**Extracto del documento**
┄┄┄┄┄┄┄┄┄┄┄┄┄┄┄┄┄┄┄┄
Pero, por otra parte, lado a lado con
esto, y enseñado con igual fuerza y claridad, está la solemne e importante
verdad de la responsabilidad del hombre.
En la Creación, Dios se dirige al hombre como a un ser responsable, pues tal
indudablemente lo es. Y además, su responsabilidad, en cada caso, es medida por
sus beneficios. Por eso, al abrir la epístola a los Romanos, vemos que el
gentil es considerado en una condición sin ley, pero siendo responsable de
prestar oído al testimonio de la Creación, lo que no ha hecho. El judío es
considerado como estando bajo la ley, siendo responsable de guardarla, lo que
no ha hecho. Luego, en el capítulo 11 de la epístola, la cristiandad es
considerada como responsable de permanecer en la bondad de Dios, lo cual no
hizo. Y en 2.ª Tesalonicenses 1 leemos que aquellos que no obedecen al
evangelio de nuestro Señor Jesucristo, serán castigados con eterna destrucción.
Por último, en el capítulo 2 de la epístola a los Hebreos, el apóstol urge en
la conciencia esta solemne pregunta: “¿Cómo escaparemos nosotros, si descuidamos
una salvación tan grande?”
Ahora bien, el gentil no será juzgado
sobre la misma base que el judío; tampoco el judío será juzgado sobre la misma
base que el cristiano nominal. Dios tratará con cada cual sobre su propio
terreno distintivo y conforme a la luz y privilegios recibidos. Hay quienes
recibirán “muchos azotes”, y quien será “azotado poco”, conforme a Lucas 12.
Será “más tolerable” para unos que para otros, según Mateo 11. El Juez de toda
la tierra habrá de hacer lo que es justo; pero el hombre es responsable, y su
responsabilidad es medida por la luz y los beneficios que le fueron dados. No a
todos se los agrupa indiscriminadamente, como si se hallasen en un terreno
común. Al contrario, se hace una distinción de lo más estricta, y nadie será jamás
condenado por menospreciar y rechazar beneficios que no hayan estado a su
alcance. Pero seguramente el solo hecho de que habrá un juicio, demuestra
fehacientemente —aunque no hubiera ninguna otra prueba— que el hombre es
responsable.
┄┄┄┄┄┄┄┄┄┄┄┄┄┄┄┄┄┄┄┄
**Filas enumeradas**
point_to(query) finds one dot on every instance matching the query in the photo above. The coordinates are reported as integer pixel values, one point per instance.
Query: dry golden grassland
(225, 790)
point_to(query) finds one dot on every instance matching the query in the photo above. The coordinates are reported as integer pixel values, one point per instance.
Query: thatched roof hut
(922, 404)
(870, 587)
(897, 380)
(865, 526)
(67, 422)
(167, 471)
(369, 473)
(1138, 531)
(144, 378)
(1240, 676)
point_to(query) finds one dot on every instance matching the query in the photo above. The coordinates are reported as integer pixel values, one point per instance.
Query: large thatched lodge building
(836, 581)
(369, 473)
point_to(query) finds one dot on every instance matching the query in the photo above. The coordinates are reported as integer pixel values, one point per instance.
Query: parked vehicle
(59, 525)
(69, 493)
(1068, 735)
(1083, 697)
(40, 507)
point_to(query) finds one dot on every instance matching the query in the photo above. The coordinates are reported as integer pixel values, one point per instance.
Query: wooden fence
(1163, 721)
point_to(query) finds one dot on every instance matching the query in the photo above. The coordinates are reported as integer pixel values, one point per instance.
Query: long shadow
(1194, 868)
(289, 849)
┄┄┄┄┄┄┄┄┄┄┄┄┄┄┄┄┄┄┄┄
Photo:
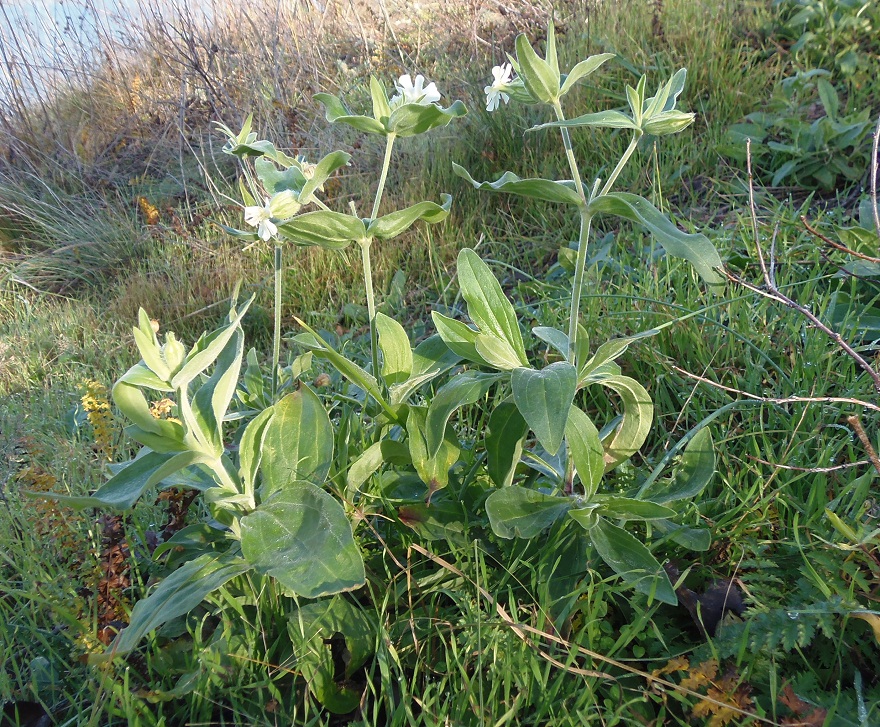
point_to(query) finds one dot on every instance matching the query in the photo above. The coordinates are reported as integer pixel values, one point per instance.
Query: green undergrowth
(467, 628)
┄┄┄┄┄┄┄┄┄┄┄┄┄┄┄┄┄┄┄┄
**Instrucción escrita A**
Indique si cada una de las siguientes afirmaciones concuerda con el texto sobre la responsabilidad del hombre: (i) el gentil será juzgado sobre la misma base que el judío; (ii) la responsabilidad del hombre se mide por la luz y los beneficios que recibió; (iii) nadie será condenado por rechazar beneficios que no estuvieron a su alcance. Responda sí o no a cada una y cite textualmente las palabras del texto que lo deciden.
**Instrucción escrita B**
Prosiga el texto sobre la responsabilidad del hombre a partir de su última oración.
Las filas no tienen relación alguna con lo que aquí se solicita.

**Resultado obtenido A**
(i) No: «el gentil no será juzgado sobre la misma base que el judío».
(ii) Sí: «su responsabilidad es medida por la luz y los beneficios que le fueron dados».
(iii) Sí: «nadie será jamás condenado por menospreciar y rechazar beneficios que no hayan estado a su alcance».

**Resultado obtenido B**
¿Y quién —preguntamos— es el prototipo de
irresponsabilidad por excelencia? Aquel que rechaza o desprecia el Evangelio de
la gracia de Dios. El Evangelio revela toda la plenitud de la gracia de Dios.
Todos los recursos divinos se despliegan en el Evangelio: El amor de Dios; la
preciosa obra y la gloriosa Persona del Hijo; el testimonio del Espíritu Santo.
Además, en el Evangelio, Dios es visto en el maravilloso ministerio de la
reconciliación, rogando a los pecadores que se reconcilien con Él[1].
Nada puede sobrepasar esto. Es el más elevado y
pleno despliegue de la gracia, de la misericordia y del amor de Dios; por
tanto, todos los que lo rechazan o menosprecian, son responsables en el sentido
más estricto del término, y traen sobre sí el más severo juicio de Dios.
Aquellos que rechazan el testimonio de la Creación
son culpables; los que quebrantan la ley
son más culpables todavía; pero aquellos que rechazan la gracia ofrecida, son los más culpables de todos.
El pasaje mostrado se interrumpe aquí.